But to be honest, it’s an embarrassing thing to have.
I hate literature analyses, so I’m gonna spare you the line-by-line breakdown, but essentially what this boils down to is:
“Our imaginations can never disappear even though they sometimes result in things which we consider embarrassing.”
That breakdown reads like shit, but you get the gist. However you wanna interpret it, it’s a generic “imagination is good” message.
While that’s fine in itself, and while it’s definitely what I got out of the show from the first ten episodes, I don’t think that’s all Chuu2 could have said here.
Chuu2 was going somewhere once
The end of episode 10, all of episode 11, and part of episode 12 gave a glimpse into a Chuu2 that few people were expecting KyoAni would have the balls to show us. Yes, Chuu2 turned the happy lights off and went into dark mode.
And I don’t mean “dark” in the sense of brooding characters who angst over every little thing they can while the camera spins around a dirty city, screaming “this is so fucking deep”.
No, I mean the show narrows its vision and starts to point toward a little thing called “the real world”.
In the real world, you have to grow up.
Now, I’m not saying that’s the show’s only message. To do so would be forgetting everything that happened up until this point, and I don’t feel those first ten episodes meant nothing. But for Chuu2 to not even address this aspect of the show in the ending of the series is an absurdly idiotic decision and one that calls into question just why they bothered to show us these scenes in the first place.
It’s the same as writing a research paper and then neglecting to include any mention of your results in the conclusion. Dumb, dumb, dumb.
Why this was a poor ending
Contrive me a plot
Bitching about plot holes in anime is like bitching that water is wet. But goddamn do I hate how wet it is.
Rikka moving into her grandparents’ house without letting anyone know is probably the biggest issue I had with this episode’s plot.
Why does Rikka have to move away? Her mother just moved into the apartment with her, and she has a support base of people at the school. Fuck, she has a boyfriend who was the primary factor behind her “recovery”. Leaving this all behind, Rikka moves in with her grandparents and prepares to attend another school, all without telling anyone.
Why? The anime does not offer a single valid reason for this to happen. It’s drama for the sake of having drama. It’s complete bullshit and bad writing even by KyoAni’s standards.

DATA SUPPLIED -
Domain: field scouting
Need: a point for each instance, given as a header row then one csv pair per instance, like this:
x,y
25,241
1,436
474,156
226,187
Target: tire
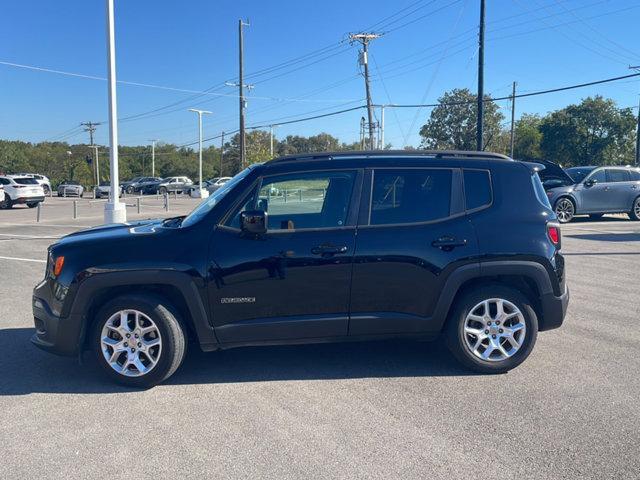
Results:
x,y
565,209
460,342
153,313
634,213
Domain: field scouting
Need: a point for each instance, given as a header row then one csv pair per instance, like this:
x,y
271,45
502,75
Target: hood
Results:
x,y
112,232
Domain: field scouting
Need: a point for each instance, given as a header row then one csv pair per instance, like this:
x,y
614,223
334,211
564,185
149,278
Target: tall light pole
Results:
x,y
637,68
480,120
200,192
114,211
153,157
271,127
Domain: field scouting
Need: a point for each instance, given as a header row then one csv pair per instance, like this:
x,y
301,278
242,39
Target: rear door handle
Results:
x,y
448,243
328,250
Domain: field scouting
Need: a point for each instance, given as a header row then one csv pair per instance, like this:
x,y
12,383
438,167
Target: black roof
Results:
x,y
390,153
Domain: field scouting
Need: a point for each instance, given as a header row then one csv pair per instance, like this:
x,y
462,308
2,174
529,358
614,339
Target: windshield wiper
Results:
x,y
173,221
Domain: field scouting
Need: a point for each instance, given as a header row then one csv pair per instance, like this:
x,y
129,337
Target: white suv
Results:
x,y
41,179
19,189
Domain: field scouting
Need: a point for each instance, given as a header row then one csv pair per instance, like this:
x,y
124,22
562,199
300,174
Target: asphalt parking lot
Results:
x,y
377,410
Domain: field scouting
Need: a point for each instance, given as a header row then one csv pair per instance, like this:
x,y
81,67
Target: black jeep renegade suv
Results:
x,y
316,248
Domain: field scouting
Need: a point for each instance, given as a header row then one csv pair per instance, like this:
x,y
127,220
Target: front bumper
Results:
x,y
37,199
554,310
54,332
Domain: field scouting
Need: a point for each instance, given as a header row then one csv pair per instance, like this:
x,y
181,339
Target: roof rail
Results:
x,y
388,153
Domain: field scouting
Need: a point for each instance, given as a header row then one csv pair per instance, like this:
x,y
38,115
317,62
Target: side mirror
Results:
x,y
254,222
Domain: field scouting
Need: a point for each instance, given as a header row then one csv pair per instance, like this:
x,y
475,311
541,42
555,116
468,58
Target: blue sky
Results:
x,y
429,47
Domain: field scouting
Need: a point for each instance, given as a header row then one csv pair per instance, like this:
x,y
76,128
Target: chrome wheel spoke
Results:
x,y
496,336
120,342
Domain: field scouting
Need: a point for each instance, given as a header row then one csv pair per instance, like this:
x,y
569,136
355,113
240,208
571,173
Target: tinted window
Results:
x,y
477,188
599,176
617,175
301,200
409,196
26,181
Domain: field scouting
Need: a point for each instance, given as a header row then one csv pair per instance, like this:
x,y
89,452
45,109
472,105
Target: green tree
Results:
x,y
594,132
527,137
452,124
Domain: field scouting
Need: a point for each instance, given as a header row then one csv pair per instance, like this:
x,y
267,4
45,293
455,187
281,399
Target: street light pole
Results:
x,y
114,211
153,157
200,193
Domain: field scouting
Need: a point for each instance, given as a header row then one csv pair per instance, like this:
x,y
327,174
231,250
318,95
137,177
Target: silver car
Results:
x,y
595,191
70,188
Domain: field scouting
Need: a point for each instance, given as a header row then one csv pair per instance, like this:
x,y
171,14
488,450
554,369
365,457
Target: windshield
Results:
x,y
205,207
579,173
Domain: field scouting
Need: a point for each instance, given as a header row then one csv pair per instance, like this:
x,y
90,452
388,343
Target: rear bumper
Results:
x,y
554,310
37,199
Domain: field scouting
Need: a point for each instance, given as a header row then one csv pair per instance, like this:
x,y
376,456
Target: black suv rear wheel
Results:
x,y
138,340
492,329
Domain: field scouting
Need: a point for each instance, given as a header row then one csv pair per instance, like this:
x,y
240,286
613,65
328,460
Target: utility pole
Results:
x,y
480,126
381,145
513,119
364,39
241,86
201,192
271,127
91,128
97,166
153,157
637,68
114,211
221,153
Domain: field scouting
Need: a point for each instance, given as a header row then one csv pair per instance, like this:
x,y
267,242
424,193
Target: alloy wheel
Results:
x,y
131,343
565,210
494,330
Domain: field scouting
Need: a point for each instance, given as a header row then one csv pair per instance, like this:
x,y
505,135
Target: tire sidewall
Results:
x,y
173,341
555,207
455,328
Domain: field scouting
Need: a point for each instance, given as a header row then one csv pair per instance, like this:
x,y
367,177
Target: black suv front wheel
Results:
x,y
138,340
492,329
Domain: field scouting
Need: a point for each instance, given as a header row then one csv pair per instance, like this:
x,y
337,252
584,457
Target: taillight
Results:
x,y
57,268
554,234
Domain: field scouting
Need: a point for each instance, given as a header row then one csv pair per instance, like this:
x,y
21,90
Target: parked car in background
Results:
x,y
595,191
41,179
251,270
70,188
128,186
216,183
175,184
104,189
139,186
21,190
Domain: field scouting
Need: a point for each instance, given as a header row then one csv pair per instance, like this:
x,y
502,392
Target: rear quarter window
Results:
x,y
477,189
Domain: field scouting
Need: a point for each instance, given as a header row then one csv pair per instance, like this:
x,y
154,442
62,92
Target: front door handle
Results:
x,y
328,250
448,243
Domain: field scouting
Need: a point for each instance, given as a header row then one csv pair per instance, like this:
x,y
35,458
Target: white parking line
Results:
x,y
23,259
31,237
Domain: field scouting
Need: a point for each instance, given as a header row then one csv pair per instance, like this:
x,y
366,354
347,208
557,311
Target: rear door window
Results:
x,y
410,196
615,175
477,188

TASKS TO COMPLETE -
(a) According to the review, why is it a poor decision for the series to leave the "grow up" aspect out of its ending? Answer in one to three sentences.
(b) In the review, which episodes showed the darker side of Chuu2?
(c) Write out the part of the review starting with "Chuu2 was going" and going on through "into dark mode.".
The records are separate material with no connection to the review.

SOLUTIONS TO THE EXERCISE -
(a) Leaving it out makes viewers wonder why the show bothered to present those darker scenes at all. The review likens this to writing a research paper and then failing to mention the results in the conclusion.

(b) The end of episode 10, all of episode 11, and part of episode 12.

(c)
Chuu2 was going somewhere once
The end of episode 10, all of episode 11, and part of episode 12 gave a glimpse into a Chuu2 that few people were expecting KyoAni would have the balls to show us. Yes, Chuu2 turned the happy lights off and went into dark mode.